:: Extracted entries
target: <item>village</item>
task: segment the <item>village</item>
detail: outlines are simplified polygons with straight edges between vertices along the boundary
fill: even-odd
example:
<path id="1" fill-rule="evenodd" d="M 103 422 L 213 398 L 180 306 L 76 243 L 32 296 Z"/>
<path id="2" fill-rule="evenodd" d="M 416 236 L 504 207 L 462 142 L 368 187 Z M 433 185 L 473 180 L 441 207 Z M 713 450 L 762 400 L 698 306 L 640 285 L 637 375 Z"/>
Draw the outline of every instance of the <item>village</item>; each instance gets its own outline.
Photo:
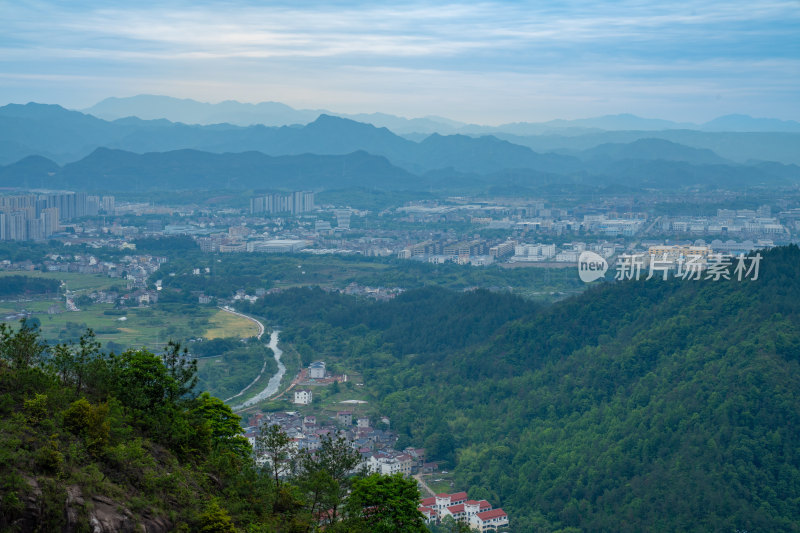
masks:
<path id="1" fill-rule="evenodd" d="M 452 519 L 463 522 L 475 531 L 497 531 L 508 526 L 508 515 L 494 508 L 487 500 L 473 500 L 466 492 L 434 493 L 424 476 L 447 474 L 437 462 L 428 461 L 424 448 L 395 449 L 397 434 L 390 429 L 388 417 L 368 415 L 363 400 L 344 400 L 345 405 L 359 407 L 358 412 L 343 409 L 305 414 L 315 404 L 314 389 L 347 381 L 346 375 L 333 375 L 324 361 L 314 361 L 300 371 L 295 383 L 300 387 L 289 396 L 297 410 L 252 414 L 246 418 L 246 438 L 255 447 L 256 438 L 265 425 L 277 425 L 291 439 L 295 451 L 314 452 L 326 438 L 343 438 L 361 455 L 354 471 L 365 470 L 383 475 L 401 474 L 414 477 L 422 494 L 419 511 L 427 524 L 441 524 Z M 452 483 L 451 483 L 452 485 Z"/>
::::
Description of the task:
If a line in the data holds the string "item", copy that line.

The answer:
target: <item>village</item>
task: segment the <item>village</item>
Draw the outline of every instance of the <item>village</item>; each instance gets its own outline.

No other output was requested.